Nel 1974 ho ricevuto l'ordinazione episcopale dal Vescovo Fedorak. È iniziata così una nuova fase della mia vita. Ho cominciato a preparare i giovani per il sacerdozio. Continuavo il mio lavoro pastorale ovunque mi chiamassero. Una volta, nel 1958, i comunisti mi hanno sorpreso a celebrare la Divina Liturgia. Sono scappato via vestito da donna e sono andato a celebrare in un altro villaggio.
Un'altra volta ho celebrato un matrimonio. Qualcuno mi ha avvertito che fuori dalla casa si erano appostati gli agenti pronti a catturare il sacerdote. Allora sono uscito tenendo a braccetto la sposa, come se fossi il padre. E sono riuscito ad allontanarmi. Lo stesso ho fatto in molti Battesimi: uscivo di casa tenendo tra le braccia il bambino come se fossi il padre o il nonno. Sono trucchi che riuscivano sempre. Non avevamo paura di nulla. Nemmeno delle distanze. Facevamo anche 40 km al giorno, a piedi, per celebrare la Liturgia.
C'era paura del Kgb?
Il Kgb mi interrogava spesso. Mi facevano sempre la proposta di passare all'ortodossia. Credo che noi cattolici non abbiamo perso nulla. Noi abbiamo guadagnato perché comunque abbiamo continuato a vivere la nostra fede e a educare la gente nella fede. Ogni casa è stata la nostra parrocchia. Così quando ci fermavano e ci minacciavano noi non avevamo paura. Ci dicevano: chi vi ha dato il permesso di propagare la fede cattolica? Io rispondevo che il permesso me lo aveva dato il Signore Gesù. Mi pare che sia sufficiente...

* Consegna: Riporta senza alcuna modifica il tratto del brano che va da "Il Kgb mi interrogava" fino a "che sia sufficiente...", estremi inclusi. Attieniti esclusivamente a quanto riportato nel brano.

* Dati forniti:
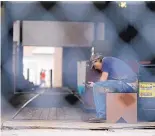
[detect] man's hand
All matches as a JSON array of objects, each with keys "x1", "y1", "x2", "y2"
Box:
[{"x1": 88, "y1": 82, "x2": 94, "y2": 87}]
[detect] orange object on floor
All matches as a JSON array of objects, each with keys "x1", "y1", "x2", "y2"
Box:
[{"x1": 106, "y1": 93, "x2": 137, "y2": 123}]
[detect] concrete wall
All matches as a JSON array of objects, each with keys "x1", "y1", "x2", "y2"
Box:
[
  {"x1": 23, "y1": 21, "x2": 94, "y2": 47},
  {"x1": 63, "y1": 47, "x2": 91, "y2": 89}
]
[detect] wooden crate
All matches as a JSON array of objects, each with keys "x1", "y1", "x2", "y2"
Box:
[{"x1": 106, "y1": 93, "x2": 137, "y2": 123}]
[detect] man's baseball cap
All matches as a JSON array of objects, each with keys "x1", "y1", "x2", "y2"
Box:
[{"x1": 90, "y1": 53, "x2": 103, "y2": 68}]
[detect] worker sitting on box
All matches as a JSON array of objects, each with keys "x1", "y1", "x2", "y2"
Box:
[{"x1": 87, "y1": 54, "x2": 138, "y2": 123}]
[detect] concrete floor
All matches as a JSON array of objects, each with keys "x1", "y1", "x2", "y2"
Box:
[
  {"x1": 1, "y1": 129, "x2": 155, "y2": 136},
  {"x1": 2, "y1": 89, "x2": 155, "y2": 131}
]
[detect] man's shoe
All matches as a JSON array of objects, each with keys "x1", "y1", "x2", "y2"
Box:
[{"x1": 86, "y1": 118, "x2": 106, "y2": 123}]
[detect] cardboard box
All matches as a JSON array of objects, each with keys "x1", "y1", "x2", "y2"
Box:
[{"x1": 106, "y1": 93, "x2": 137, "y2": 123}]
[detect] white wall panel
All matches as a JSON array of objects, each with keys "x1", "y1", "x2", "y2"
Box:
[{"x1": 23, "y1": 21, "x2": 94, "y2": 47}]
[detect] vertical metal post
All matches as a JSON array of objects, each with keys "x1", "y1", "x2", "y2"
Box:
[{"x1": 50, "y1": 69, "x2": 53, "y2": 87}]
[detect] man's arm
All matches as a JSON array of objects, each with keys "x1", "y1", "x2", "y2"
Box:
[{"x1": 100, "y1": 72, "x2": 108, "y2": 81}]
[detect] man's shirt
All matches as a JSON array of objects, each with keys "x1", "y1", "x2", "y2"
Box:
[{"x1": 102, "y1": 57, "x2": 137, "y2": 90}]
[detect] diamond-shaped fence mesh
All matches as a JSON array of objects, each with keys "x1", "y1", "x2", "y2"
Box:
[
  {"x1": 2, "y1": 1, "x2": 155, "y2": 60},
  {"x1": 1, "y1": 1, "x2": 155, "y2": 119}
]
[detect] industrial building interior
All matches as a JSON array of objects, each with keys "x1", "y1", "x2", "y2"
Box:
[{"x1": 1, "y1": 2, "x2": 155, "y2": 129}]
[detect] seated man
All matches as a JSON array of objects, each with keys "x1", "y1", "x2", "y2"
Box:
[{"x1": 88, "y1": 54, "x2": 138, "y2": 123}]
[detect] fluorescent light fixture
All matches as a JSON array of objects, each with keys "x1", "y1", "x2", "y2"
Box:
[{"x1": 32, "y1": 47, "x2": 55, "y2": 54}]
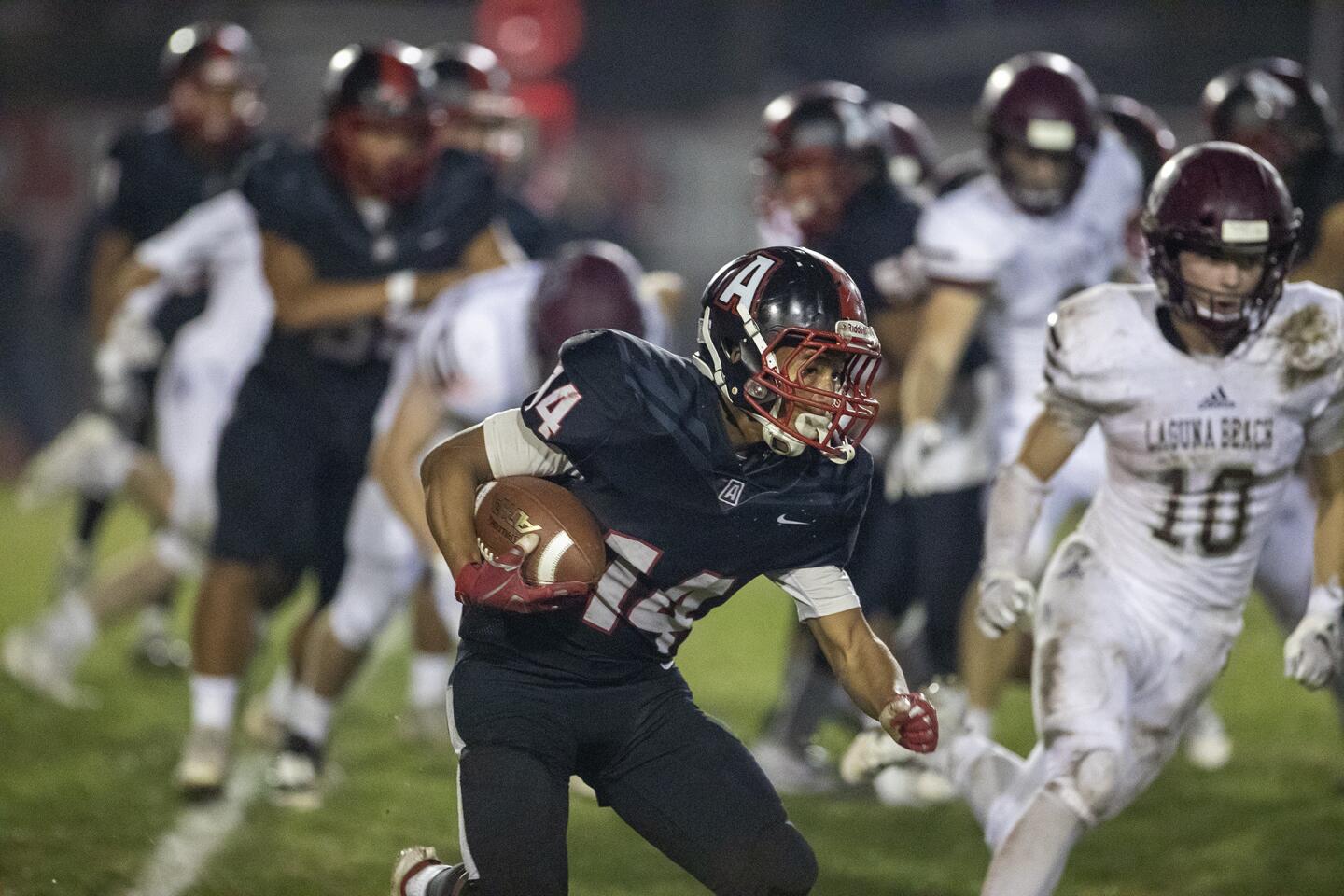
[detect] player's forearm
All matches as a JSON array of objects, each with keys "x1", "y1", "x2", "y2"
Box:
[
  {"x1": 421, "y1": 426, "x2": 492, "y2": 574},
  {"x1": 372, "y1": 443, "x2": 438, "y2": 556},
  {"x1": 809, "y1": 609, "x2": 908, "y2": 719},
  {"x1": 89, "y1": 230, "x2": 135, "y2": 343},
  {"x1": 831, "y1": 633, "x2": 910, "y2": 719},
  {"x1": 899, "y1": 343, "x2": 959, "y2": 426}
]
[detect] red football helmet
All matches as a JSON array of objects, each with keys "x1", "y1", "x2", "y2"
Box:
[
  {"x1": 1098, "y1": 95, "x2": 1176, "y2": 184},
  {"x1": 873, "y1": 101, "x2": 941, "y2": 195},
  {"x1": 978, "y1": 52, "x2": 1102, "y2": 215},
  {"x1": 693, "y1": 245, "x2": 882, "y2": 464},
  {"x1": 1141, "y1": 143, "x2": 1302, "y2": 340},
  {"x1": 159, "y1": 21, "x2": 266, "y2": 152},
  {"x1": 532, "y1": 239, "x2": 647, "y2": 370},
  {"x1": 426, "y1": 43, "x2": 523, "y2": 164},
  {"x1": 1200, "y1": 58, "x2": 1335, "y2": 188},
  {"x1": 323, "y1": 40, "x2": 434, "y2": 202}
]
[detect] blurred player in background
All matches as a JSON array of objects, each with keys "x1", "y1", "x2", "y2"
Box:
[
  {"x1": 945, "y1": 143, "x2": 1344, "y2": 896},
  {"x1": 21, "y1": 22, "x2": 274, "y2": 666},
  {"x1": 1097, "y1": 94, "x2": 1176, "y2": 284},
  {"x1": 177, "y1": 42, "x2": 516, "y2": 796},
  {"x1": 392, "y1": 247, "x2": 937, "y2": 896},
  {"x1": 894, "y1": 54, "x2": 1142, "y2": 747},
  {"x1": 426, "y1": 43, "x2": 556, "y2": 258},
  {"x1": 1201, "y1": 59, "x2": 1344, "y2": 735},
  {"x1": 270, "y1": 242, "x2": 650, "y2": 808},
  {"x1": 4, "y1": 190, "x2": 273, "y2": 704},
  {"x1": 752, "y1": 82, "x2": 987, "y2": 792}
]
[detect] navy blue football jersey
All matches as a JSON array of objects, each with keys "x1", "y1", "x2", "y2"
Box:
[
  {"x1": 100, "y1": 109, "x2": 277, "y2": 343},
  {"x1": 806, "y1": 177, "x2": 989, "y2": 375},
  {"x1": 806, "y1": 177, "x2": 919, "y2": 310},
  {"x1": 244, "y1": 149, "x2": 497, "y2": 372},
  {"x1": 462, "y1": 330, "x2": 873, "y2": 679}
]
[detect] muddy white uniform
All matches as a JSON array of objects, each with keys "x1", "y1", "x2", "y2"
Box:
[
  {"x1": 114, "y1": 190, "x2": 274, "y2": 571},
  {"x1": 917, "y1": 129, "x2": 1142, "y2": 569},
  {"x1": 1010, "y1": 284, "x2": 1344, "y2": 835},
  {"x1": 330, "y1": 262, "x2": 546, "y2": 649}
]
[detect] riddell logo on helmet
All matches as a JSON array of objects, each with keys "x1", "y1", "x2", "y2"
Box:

* Spazio risposta:
Il Kgb mi interrogava spesso. Mi facevano sempre la proposta di passare all'ortodossia. Credo che noi cattolici non abbiamo perso nulla. Noi abbiamo guadagnato perché comunque abbiamo continuato a vivere la nostra fede e a educare la gente nella fede. Ogni casa è stata la nostra parrocchia. Così quando ci fermavano e ci minacciavano noi non avevamo paura. Ci dicevano: chi vi ha dato il permesso di propagare la fede cattolica? Io rispondevo che il permesso me lo aveva dato il Signore Gesù. Mi pare che sia sufficiente...